%%
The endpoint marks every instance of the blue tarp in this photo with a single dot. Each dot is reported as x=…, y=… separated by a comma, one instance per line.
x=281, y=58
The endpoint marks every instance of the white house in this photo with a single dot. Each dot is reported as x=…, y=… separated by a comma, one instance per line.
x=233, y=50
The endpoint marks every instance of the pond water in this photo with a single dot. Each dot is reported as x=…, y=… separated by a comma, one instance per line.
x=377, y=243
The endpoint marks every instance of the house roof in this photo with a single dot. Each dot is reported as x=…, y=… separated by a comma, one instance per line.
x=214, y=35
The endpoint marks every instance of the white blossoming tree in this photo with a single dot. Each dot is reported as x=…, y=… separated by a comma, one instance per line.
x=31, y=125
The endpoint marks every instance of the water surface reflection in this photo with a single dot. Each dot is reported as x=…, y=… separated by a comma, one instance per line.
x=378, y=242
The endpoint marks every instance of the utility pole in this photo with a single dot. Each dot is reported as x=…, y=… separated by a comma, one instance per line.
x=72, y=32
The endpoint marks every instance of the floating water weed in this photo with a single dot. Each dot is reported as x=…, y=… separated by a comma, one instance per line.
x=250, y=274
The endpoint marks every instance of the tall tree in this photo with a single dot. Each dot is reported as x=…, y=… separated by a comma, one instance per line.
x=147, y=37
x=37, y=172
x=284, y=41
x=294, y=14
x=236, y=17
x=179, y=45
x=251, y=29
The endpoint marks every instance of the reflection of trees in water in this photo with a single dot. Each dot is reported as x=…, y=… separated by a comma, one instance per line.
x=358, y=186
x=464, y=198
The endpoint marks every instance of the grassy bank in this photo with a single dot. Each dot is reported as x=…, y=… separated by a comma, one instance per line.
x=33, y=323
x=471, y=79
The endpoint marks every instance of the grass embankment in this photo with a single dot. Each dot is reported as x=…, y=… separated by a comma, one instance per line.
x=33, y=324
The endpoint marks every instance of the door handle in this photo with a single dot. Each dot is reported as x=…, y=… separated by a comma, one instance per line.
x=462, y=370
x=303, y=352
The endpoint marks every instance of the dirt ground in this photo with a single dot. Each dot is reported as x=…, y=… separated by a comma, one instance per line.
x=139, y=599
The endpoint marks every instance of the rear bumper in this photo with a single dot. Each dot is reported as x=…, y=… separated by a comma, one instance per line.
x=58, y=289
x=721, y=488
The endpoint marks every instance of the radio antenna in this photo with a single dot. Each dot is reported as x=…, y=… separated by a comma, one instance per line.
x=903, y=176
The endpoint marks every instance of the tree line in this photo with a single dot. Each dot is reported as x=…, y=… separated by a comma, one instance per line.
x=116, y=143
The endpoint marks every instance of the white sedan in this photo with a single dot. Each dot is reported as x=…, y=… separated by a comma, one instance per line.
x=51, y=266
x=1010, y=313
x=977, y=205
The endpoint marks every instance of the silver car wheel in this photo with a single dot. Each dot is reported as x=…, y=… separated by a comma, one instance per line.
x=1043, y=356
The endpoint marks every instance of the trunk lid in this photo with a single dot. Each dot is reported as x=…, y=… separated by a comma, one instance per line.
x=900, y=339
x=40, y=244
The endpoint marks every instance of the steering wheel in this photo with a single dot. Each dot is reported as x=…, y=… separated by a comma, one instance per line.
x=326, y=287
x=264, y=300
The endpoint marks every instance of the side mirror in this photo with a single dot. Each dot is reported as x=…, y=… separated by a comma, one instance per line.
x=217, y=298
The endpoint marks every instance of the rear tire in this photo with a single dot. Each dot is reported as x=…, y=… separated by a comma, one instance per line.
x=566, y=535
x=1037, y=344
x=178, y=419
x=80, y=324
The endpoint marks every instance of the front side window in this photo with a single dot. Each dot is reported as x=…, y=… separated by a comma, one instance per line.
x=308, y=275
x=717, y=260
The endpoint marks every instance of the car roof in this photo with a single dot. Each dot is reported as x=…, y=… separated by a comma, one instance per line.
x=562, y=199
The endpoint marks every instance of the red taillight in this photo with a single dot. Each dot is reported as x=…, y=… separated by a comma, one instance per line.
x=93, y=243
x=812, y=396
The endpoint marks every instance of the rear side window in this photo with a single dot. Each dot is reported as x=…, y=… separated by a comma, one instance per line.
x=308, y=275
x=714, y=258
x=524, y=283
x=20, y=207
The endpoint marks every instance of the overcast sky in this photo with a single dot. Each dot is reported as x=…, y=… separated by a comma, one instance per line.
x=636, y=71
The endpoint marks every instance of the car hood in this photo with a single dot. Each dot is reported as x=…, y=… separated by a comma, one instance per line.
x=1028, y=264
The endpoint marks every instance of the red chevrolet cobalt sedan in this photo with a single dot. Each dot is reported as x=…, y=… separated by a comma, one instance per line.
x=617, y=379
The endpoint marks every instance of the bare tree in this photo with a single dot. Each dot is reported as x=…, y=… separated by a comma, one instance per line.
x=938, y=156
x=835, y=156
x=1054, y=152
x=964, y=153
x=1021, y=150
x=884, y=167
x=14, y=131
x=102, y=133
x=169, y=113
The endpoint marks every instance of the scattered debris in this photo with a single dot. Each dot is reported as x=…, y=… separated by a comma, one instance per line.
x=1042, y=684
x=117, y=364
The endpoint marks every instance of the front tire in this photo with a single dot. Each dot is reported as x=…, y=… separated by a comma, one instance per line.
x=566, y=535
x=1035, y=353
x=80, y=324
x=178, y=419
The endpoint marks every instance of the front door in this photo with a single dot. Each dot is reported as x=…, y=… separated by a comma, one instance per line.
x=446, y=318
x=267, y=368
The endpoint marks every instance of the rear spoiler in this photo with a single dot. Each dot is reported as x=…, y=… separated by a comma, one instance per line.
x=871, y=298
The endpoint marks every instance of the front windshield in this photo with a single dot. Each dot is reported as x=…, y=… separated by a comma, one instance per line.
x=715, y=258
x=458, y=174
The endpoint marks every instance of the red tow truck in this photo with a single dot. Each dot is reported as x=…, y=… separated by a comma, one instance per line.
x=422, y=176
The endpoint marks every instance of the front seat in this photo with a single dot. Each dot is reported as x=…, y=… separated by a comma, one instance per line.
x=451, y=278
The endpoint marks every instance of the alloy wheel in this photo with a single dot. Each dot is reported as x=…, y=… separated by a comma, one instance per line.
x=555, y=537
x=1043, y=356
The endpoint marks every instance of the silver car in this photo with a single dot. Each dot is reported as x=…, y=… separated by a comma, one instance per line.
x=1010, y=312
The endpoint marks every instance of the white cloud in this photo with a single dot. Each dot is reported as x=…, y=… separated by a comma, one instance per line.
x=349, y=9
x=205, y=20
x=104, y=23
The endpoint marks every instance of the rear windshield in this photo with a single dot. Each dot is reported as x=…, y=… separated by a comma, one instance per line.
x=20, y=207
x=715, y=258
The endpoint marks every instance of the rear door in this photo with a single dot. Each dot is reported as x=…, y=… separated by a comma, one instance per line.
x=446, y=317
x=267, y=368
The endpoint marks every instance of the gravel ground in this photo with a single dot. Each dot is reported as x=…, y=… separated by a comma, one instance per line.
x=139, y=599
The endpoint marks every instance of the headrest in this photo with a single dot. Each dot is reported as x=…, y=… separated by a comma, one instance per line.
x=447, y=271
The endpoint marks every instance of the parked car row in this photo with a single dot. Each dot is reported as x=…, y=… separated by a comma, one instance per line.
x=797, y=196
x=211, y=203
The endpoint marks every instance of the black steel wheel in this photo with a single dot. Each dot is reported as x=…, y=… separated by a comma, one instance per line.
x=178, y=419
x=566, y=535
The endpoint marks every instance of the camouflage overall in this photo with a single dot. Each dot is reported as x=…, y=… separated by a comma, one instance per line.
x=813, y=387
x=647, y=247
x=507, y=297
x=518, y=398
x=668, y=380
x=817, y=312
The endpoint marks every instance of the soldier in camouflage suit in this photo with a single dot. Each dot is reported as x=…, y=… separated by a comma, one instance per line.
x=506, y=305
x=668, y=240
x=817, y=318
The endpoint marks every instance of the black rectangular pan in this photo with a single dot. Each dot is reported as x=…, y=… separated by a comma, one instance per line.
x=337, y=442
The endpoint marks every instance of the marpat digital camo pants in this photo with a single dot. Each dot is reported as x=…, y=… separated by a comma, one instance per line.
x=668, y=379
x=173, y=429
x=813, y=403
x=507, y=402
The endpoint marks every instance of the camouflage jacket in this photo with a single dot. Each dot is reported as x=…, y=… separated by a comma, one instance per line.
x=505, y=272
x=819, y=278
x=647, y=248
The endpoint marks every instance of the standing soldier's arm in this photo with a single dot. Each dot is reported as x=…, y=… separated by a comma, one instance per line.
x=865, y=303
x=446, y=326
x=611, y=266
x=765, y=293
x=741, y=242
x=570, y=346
%%
Starting at the line that contains "The endpoint marks every instance of the black rectangular", write out every line through the last one in the data above, exactly as it stands.

Task response
The endpoint marks every instance of the black rectangular pan in this photo with a single dot. Each dot is reported as x=…, y=… separated by a comma, one instance per line.
x=337, y=442
The endpoint marks every instance of the marpat digital camo pants in this photo with a single dot. Each dot is reported as x=…, y=… separated by a comma, one instance per line.
x=668, y=379
x=173, y=429
x=813, y=403
x=507, y=402
The endpoint marks every instance of the camouflage jacket in this photo with a single dot. Each dot is reported as x=…, y=… separated by a comma, one instance per line.
x=505, y=272
x=819, y=278
x=647, y=248
The endpoint marks every instance of the standing soldier's arm in this photo with a single dot. Each dot is reported as x=…, y=… separated by a comma, one instance per line.
x=865, y=303
x=446, y=326
x=611, y=266
x=765, y=293
x=741, y=242
x=570, y=346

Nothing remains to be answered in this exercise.